→ **INPUT ROWS**:

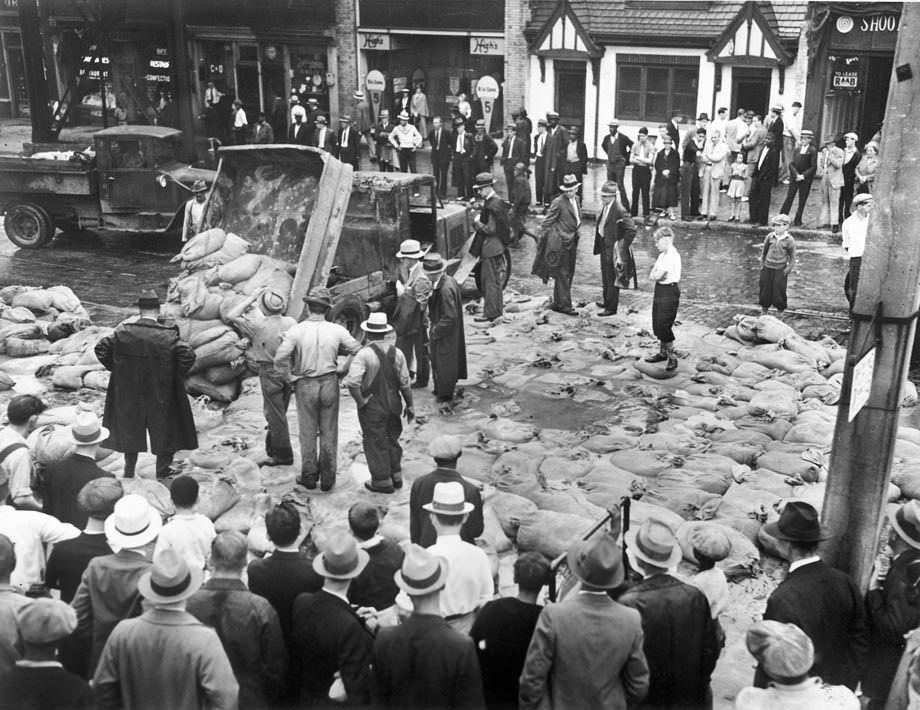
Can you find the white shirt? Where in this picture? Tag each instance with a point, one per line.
(854, 229)
(30, 531)
(667, 267)
(469, 577)
(189, 534)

→ **EXERCISE DETAILS**: Copy out every line of the records above word for word, leaving out the pictures.

→ **THE RESPONSE**:
Can you find the white shirt? Where in this picture? Tag each instance with a point, one per line.
(854, 229)
(30, 531)
(667, 267)
(469, 577)
(189, 534)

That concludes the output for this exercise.